### EXERCISE TASK
Output, please, every line from the line that holds "Every instance of the stone" to the end, exactly as written.

### Pointing dataset excerpts
—————

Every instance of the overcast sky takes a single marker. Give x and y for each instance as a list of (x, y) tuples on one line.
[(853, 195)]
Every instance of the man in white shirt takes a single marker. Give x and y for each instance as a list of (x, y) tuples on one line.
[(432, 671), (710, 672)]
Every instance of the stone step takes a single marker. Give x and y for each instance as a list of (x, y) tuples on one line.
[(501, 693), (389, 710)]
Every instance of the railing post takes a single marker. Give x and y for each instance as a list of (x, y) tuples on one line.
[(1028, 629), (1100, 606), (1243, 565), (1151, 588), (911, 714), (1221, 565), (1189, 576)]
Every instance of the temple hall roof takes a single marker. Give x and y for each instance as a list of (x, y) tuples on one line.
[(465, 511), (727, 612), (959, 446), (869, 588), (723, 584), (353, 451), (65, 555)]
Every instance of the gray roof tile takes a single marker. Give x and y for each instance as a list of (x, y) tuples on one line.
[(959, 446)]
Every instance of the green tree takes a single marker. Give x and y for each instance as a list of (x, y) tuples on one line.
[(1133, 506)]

—————

### THE REPLY
Every instance of the stone step takes a single marker. Give x and y for each instance as a list of (x, y) tuples on one line.
[(501, 693), (389, 710)]
Every instance of the railing post takes a single marker. Give x and y for each instance as a list of (x, y) tuples on one line.
[(1028, 629), (1100, 606), (1243, 565), (1151, 588), (911, 714), (1221, 565), (1189, 576)]
Every instance of the temple hall roof takes a single marker. Give x and y for each instance as a list of (x, y) tuples on one line.
[(465, 511), (727, 612), (959, 446), (869, 588), (723, 584), (353, 451), (65, 555)]
Every instance of the gray roof tile takes a single marker. Give x and y for each instance as a list of (x, y) tuples on one line.
[(959, 446)]
Every instance of the green tree takes a single marker. Give x and y for each instance as a list of (x, y) tuples on one line.
[(1133, 506)]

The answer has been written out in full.